---------- ENTRIES SHOWN

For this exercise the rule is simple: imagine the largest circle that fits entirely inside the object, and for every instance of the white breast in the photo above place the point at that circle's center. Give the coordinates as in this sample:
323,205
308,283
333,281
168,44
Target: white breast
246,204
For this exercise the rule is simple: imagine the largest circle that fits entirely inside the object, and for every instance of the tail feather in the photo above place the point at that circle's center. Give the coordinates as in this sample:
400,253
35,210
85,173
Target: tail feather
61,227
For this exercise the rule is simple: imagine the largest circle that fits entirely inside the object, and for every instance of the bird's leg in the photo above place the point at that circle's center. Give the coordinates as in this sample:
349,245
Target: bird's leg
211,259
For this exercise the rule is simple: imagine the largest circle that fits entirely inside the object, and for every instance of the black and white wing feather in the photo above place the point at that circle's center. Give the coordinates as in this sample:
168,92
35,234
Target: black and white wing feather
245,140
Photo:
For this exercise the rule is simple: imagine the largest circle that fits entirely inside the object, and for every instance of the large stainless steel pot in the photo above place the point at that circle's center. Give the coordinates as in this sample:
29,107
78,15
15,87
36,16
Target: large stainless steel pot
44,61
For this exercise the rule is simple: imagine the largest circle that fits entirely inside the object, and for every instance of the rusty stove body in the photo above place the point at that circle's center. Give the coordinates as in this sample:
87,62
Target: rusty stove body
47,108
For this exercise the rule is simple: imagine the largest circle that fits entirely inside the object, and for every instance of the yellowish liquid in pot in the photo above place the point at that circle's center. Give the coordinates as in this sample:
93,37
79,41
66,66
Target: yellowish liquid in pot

--------------------

AIM OF THE TASK: Sift through the material above and copy each line that holds "circle".

TASK RESULT:
For this exercise the rule is simple: imagine the largest circle that fits entirely inside the object, and for every instance of the white breast in the photo above place the point at that circle's center. Give the coordinates as in this sample:
For this exercise the rule is simple: imagine the largest circle that fits entirely inside the object, and for every instance of the tail feather in the photo above place the point at that circle's center. Give the coordinates as in this sample:
For this exercise the rule is simple: imagine the largest circle that fits entirely inside the object, and for every instance of the bird's leg in the photo above place the point at that circle's center. Give the coordinates as in this sample:
For this exercise the rule is simple: imagine the largest circle that fits entirely inside the object, and for every instance of the black and white wing feather in the photo above place the point at that circle's center. Give the coordinates as in this sample:
For this exercise the rule is simple: imagine the largest circle that fits entirely inside the object, and for every instance of the large stainless steel pot in the photo above place the point at that circle's center. Give the coordinates as in this sample:
For this exercise the rule is simple: imagine the largest circle that fits entirely inside the object, and for every instance of the rusty stove body in the photo above place the point at that circle's center. Give the coordinates as in this sample:
For this exercise the rule is simple: imagine the largest circle that fits entirely inside the object, and for every instance of the yellowish liquid in pot in the photo above place the point at that circle's center. Give the coordinates as in this sample:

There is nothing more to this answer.